The default mode network (DMN) — the same system central to ego dissolution research described in the companion article on interconnection — shows reduced activity during awe states. The DMN's job is self-referential processing: maintaining the autobiographical self, evaluating incoming information for relevance to "me," running the rumination and planning loops that constitute much of ordinary mental life. When its activity decreases, the constant pressure of self-concern reduces.
This is not unconsciousness. People in awe states are fully, often intensely, conscious. But the specific quality of self-referential consciousness — the "what does this mean for me?" question that ordinarily runs in the background of every perception — temporarily recedes.
Concurrently, research has found increased activity in the insula (involved in interoception — awareness of bodily states — and in empathy for others' physical states) and in the anterior cingulate cortex (associated with awareness of conflict, error detection, and — in social contexts — sensitivity to others' distress). Both of these are implicated in other-oriented emotional processing. The neural signature of awe, then, is not just "self off" but "self off / other on" — a rebalancing of the attention system away from the first-person perspective.
Research by Michele Shiota and colleagues using skin conductance and self-report measures has confirmed the physiological reality of awe: it's not just a self-description. The body is doing something distinct during awe experiences — something characterizable and measurable.
Belinda Campos and colleagues found that awe involves specific patterns of facial expression (mouth open, eyes wide, head tilted — the postural signature of taking something in rather than defending against it) that are cross-culturally recognizable, suggesting it is a basic human emotion with deep evolutionary roots, not a culturally specific construction.

• [EXERCISE SET]:
1. Please retype the section of the awe passage that begins with the words containing "The default mode" and ends with "perception — temporarily recedes.".
2. According to the awe passage, which brain region is involved in interoception?
3. Write the next part of the passage on awe, picking up after its last sentence.

Saved entries
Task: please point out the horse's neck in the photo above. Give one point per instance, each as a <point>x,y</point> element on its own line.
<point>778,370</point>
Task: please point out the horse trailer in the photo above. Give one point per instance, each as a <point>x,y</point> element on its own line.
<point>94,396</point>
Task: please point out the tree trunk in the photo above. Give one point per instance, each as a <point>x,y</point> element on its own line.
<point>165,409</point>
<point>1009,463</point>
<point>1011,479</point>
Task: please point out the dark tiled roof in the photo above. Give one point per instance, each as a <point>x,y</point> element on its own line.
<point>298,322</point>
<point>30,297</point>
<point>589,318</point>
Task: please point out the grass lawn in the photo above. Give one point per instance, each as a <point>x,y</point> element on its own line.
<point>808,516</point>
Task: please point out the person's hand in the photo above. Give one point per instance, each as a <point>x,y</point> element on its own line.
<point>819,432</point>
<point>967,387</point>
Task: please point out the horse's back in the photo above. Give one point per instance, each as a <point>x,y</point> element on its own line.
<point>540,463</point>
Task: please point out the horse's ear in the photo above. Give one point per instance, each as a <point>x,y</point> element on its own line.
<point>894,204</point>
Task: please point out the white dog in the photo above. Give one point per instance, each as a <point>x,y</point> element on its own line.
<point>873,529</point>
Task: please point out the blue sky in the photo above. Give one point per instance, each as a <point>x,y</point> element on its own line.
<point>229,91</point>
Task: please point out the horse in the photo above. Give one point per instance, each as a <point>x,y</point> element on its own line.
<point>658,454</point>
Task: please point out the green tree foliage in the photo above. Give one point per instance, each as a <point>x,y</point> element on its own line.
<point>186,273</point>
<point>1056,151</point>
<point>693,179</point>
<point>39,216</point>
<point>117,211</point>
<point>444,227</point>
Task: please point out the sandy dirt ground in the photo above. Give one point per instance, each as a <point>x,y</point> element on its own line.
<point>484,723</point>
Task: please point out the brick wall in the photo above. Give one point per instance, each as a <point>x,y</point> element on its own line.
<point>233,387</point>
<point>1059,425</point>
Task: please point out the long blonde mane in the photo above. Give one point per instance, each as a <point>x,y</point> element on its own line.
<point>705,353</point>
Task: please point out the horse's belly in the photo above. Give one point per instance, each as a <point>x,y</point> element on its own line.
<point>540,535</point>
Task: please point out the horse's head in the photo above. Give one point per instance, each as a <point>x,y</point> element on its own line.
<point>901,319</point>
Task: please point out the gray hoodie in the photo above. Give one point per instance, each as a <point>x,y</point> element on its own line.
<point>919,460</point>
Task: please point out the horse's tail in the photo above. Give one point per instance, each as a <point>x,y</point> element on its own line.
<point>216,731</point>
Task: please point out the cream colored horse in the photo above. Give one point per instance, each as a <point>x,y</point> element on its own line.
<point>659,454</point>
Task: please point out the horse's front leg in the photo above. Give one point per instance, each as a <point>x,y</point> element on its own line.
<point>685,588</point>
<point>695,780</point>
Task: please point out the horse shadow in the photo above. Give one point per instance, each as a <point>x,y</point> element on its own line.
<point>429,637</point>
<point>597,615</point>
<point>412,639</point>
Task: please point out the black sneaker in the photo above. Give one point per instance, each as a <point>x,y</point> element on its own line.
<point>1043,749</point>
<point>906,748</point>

• [WRITTEN ANSWERS]:
1.
The default mode network (DMN) — the same system central to ego dissolution research described in the companion article on interconnection — shows reduced activity during awe states. The DMN's job is self-referential processing: maintaining the autobiographical self, evaluating incoming information for relevance to "me," running the rumination and planning loops that constitute much of ordinary mental life. When its activity decreases, the constant pressure of self-concern reduces.
This is not unconsciousness. People in awe states are fully, often intensely, conscious. But the specific quality of self-referential consciousness — the "what does this mean for me?" question that ordinarily runs in the background of every perception — temporarily recedes.

2. The insula.

3.
Most relevant to the argument of this book: Keltner's research team found that awe reliably predicts prosocial behavior. In one series of studies, participants who had just experienced awe (induced by watching an awe-inspiring video, or by standing among very large trees, or by recalling an awe experience) showed greater generosity in economic games, greater willingness to give time to help a stranger, greater scores on measures of social connection and reduced entitlement. The mechanism appeared to operate through the small-self effect: reduced awe-related self-importance was the mediating variable.
This chain — vastness encounters self, self shrinks, prosocial orientation increases — is one of the most significant findings in moral psychology of the past two decades. It suggests that expanding the capacity for prosocial behavior does not require primarily moral exhortation or behavioral incentives. It requires expanding people's access to the experience of their own smallness in a vast world — which, paradoxically, most people find not deflating but liberating.
The Small Self In Depth
The "small self" is Keltner's term but the concept has deep roots in psychology and philosophy. What does it actually mean for the self to be "small"?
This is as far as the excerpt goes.